### Tugas Tertulis
1) Bisakah Anda mengulang tanpa perubahan bagian artikel tentang larangan media sosial bagi anak di Denmark yang dibuka dengan kata-kata yang memuat "TribunManado/Yes" dan ditutup dengan "dan ketergantungan digital."?
2) Bisakah Anda melanjutkan artikel tentang larangan media sosial bagi anak di Denmark, dimulai sesudah kalimat terakhirnya?

### Kutipan Terpilih

══════════

Sulawesi Utara
Menuju Sulut Maju, Sejahtera dan Berkelanjutan

Internasional

Demi Kesehatan Mental, Anak di Bawah 15 Tahun di Denmark Bakal Dilarang Main Medsos

Denmark berencana melarang anak di bawah 15 tahun memiliki akun media sosial demi kesehatan mental.

TribunManado/Yes
ANAK DILARANG MAIN MEDSOS - Ilustrasi. Pemerintah Denmark mulai menaruh fokus pada kesehatan mental anak. Denmark berencana melarang anak di bawah 15 tahun memiliki akun media sosial. 
Ringkasan Berita:
  • Denmark bakal melarang anak di bawah usia 15 tahun pakai medsos demi menjaga kesehatan mental.
  • Desember 2025, Australia akan mulai melarang anak di bawah 16 tahun memiliki akun media sosial.
  • Studi menunjukkan 85-90 persen konten medsos anak tidak edukatif; dampak negatif termasuk penurunan prestasi akademik, paparan konten tidak pantas, dan ketergantungan digital.

══════════

### Data Tersedia
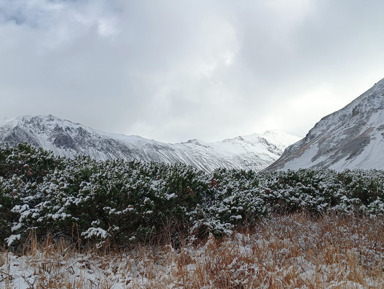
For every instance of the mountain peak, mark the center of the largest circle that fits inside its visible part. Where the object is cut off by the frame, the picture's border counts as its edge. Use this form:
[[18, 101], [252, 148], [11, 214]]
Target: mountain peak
[[66, 138], [350, 138]]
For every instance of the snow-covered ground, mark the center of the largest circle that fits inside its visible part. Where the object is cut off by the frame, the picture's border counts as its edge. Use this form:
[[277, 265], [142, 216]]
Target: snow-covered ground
[[65, 138], [295, 251]]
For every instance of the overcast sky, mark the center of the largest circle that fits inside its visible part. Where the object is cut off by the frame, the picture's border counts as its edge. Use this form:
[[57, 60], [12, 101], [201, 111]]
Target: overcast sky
[[173, 70]]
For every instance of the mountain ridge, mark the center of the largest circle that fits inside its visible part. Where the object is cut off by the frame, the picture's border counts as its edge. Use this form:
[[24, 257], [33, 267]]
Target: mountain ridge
[[66, 138], [349, 138]]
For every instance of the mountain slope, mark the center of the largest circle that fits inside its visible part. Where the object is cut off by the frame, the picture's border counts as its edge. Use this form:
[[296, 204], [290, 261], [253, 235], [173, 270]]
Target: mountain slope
[[66, 138], [351, 138]]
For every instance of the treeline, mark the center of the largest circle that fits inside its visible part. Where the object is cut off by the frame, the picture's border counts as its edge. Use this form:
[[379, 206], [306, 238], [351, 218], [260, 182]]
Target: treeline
[[124, 203]]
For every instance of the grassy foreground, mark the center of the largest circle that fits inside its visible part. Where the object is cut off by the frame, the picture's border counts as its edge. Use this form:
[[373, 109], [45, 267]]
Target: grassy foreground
[[285, 251]]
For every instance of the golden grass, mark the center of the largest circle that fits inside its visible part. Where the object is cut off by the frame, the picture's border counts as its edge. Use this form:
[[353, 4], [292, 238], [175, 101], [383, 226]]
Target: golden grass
[[293, 251]]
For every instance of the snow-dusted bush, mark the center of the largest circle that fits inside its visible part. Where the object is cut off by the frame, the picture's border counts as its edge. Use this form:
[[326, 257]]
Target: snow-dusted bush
[[126, 202]]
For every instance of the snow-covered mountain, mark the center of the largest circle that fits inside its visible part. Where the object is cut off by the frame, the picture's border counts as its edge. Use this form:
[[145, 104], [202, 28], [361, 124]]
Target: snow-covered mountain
[[66, 138], [351, 138]]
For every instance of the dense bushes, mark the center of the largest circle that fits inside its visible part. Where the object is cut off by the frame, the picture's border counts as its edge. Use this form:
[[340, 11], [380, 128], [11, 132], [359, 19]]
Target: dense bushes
[[118, 202]]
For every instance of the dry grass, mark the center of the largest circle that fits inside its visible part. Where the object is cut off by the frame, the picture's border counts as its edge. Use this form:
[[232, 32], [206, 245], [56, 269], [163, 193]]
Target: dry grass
[[294, 251]]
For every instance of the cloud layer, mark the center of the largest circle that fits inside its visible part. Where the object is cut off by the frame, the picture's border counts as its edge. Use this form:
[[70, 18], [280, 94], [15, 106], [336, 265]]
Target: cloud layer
[[173, 70]]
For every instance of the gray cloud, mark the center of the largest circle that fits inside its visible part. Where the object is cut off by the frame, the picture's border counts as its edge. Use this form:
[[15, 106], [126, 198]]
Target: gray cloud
[[173, 70]]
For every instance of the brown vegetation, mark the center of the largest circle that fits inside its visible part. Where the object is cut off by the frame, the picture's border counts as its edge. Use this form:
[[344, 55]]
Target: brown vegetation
[[293, 251]]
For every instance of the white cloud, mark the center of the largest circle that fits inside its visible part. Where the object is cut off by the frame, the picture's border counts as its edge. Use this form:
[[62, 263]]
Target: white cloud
[[173, 70]]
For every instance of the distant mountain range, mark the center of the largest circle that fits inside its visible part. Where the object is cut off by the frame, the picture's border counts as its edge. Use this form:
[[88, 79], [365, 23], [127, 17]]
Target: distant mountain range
[[65, 138], [351, 138]]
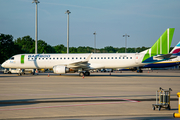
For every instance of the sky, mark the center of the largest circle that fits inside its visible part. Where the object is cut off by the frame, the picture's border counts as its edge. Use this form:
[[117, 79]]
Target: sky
[[144, 20]]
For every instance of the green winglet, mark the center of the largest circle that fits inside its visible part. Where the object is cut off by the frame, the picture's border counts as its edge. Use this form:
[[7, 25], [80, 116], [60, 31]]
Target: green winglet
[[162, 45]]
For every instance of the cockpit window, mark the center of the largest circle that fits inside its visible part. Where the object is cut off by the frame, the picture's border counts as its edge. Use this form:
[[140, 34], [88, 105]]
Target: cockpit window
[[12, 58]]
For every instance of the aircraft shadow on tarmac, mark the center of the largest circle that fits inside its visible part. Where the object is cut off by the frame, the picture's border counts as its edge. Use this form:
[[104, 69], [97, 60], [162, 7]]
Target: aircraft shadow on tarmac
[[4, 103], [95, 75]]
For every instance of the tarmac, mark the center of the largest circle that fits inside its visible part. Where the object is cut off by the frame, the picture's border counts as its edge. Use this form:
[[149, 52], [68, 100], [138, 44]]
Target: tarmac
[[126, 95]]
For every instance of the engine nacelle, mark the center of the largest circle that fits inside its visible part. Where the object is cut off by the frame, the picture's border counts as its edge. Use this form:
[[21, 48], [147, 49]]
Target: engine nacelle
[[60, 69]]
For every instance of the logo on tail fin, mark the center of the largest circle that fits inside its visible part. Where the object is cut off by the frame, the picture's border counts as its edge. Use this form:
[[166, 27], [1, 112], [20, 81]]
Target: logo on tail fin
[[162, 45]]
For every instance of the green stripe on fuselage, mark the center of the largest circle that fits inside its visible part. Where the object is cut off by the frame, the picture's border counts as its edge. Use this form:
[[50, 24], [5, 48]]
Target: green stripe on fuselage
[[22, 59]]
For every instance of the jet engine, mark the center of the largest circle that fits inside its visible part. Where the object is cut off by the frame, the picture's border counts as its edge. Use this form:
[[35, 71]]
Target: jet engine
[[60, 69]]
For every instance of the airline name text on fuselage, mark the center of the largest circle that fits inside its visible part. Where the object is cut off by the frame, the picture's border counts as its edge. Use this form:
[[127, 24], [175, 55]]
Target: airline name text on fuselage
[[42, 56]]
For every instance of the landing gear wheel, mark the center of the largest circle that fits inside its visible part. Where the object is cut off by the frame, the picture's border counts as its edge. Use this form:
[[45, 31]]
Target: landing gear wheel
[[169, 108], [87, 73], [159, 108], [81, 74]]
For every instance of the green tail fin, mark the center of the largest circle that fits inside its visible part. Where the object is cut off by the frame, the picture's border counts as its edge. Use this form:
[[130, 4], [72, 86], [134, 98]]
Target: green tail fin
[[162, 45]]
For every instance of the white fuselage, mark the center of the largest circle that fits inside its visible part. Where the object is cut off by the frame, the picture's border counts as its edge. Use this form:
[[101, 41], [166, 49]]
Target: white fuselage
[[97, 60]]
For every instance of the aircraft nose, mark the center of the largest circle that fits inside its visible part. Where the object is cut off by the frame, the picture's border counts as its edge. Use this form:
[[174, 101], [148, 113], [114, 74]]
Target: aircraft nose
[[4, 64]]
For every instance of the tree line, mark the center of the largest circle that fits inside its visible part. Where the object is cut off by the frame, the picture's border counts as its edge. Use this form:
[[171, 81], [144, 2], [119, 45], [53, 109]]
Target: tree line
[[26, 44]]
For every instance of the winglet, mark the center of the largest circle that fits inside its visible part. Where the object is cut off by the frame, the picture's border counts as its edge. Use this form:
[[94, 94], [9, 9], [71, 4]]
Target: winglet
[[87, 59]]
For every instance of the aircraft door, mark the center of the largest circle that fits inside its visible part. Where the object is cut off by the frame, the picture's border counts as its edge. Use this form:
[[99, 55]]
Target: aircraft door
[[137, 58]]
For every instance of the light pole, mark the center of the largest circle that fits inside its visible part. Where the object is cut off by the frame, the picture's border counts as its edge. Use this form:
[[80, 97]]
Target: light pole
[[36, 26], [68, 12], [126, 41], [94, 42]]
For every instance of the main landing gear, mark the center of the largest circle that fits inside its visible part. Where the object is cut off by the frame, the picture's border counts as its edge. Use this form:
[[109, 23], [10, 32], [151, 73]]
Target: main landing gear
[[87, 73]]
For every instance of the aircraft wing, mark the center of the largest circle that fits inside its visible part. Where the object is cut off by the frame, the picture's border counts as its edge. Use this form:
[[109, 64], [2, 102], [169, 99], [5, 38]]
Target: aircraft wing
[[81, 64]]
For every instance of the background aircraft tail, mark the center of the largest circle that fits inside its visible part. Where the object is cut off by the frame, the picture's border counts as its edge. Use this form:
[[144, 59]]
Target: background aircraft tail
[[176, 49], [161, 46]]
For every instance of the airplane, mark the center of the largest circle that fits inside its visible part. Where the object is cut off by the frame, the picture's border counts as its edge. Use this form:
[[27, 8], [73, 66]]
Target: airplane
[[167, 63], [82, 63], [162, 64]]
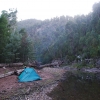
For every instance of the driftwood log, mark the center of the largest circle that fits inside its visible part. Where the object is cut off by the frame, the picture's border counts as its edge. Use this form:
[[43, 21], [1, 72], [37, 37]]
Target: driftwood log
[[11, 73]]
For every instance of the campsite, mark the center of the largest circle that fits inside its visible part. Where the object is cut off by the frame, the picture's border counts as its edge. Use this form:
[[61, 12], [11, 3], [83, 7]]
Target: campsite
[[50, 50]]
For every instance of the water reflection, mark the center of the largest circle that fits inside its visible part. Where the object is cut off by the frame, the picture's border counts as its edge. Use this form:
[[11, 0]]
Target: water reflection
[[78, 86]]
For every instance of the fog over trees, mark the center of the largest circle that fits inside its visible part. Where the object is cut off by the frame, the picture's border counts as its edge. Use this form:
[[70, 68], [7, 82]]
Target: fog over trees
[[62, 37]]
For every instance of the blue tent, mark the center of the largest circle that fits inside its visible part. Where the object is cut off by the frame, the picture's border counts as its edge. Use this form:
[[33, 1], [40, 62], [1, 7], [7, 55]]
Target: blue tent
[[29, 74]]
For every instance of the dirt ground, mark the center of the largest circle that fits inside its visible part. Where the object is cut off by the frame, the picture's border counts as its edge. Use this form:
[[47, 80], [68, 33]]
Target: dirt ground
[[10, 88]]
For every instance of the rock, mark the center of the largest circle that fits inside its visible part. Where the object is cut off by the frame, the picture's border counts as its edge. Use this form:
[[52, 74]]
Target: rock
[[98, 64]]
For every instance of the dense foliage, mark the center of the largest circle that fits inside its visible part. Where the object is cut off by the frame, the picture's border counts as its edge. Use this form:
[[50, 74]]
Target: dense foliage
[[67, 37], [64, 37], [14, 45]]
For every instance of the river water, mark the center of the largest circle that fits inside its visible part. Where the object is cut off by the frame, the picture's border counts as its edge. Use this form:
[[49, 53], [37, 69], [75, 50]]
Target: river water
[[77, 86]]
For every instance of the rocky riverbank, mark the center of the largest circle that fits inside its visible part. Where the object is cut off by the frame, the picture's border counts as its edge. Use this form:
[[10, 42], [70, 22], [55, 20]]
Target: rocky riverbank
[[11, 89]]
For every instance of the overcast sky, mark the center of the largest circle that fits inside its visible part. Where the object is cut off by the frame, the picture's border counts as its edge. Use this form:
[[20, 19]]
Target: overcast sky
[[47, 9]]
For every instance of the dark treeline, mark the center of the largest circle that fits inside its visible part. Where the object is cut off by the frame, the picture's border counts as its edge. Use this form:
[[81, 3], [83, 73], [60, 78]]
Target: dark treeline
[[62, 37], [14, 45], [67, 37]]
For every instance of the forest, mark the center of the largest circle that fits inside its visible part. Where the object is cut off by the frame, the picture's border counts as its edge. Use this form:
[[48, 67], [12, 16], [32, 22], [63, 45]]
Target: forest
[[66, 38]]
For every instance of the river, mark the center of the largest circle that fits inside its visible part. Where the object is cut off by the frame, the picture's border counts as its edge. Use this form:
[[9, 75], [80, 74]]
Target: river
[[78, 86]]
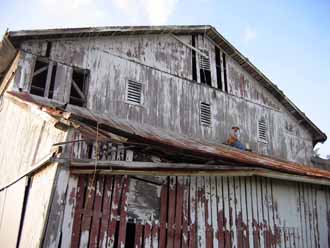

══════════

### Hasil
1)
TribunManado/Yes
ANAK DILARANG MAIN MEDSOS - Ilustrasi. Pemerintah Denmark mulai menaruh fokus pada kesehatan mental anak. Denmark berencana melarang anak di bawah 15 tahun memiliki akun media sosial. 
Ringkasan Berita:
  • Denmark bakal melarang anak di bawah usia 15 tahun pakai medsos demi menjaga kesehatan mental.
  • Desember 2025, Australia akan mulai melarang anak di bawah 16 tahun memiliki akun media sosial.
  • Studi menunjukkan 85-90 persen konten medsos anak tidak edukatif; dampak negatif termasuk penurunan prestasi akademik, paparan konten tidak pantas, dan ketergantungan digital.

2)
TRIBUNMANADO.CO.ID - Pemerintah Denmark mulai menaruh fokus pada kesehatan mental anak.

Denmark berencana melarang anak di bawah 15 tahun memiliki akun media sosial.

Langkah ini merupakan tindak lanjut seruan Perdana Menteri Denmark, Mette Frederiksen, dalam pidatonya di parlemen bulan lalu.

Seruan itu menekankan pembatasan media sosial bagi anak-anak karena kekhawatiran terhadap kesehatan mental mereka.

"Media sosial berkembang pesat dengan mencuri waktu, masa kecil, dan kesejahteraan anak-anak kita, dan kami akan menghentikannya sekarang," ujar Menteri Digitalisasi Caroline Stage Olsen, dikutip Reuters, Kamis (13/11/2025).

Analisis otoritas persaingan dan konsumen Denmark menunjukkan, pada Februari 2025, anak muda di negara Nordik menghabiskan rata-rata 2 jam 40 menit per hari di media sosial.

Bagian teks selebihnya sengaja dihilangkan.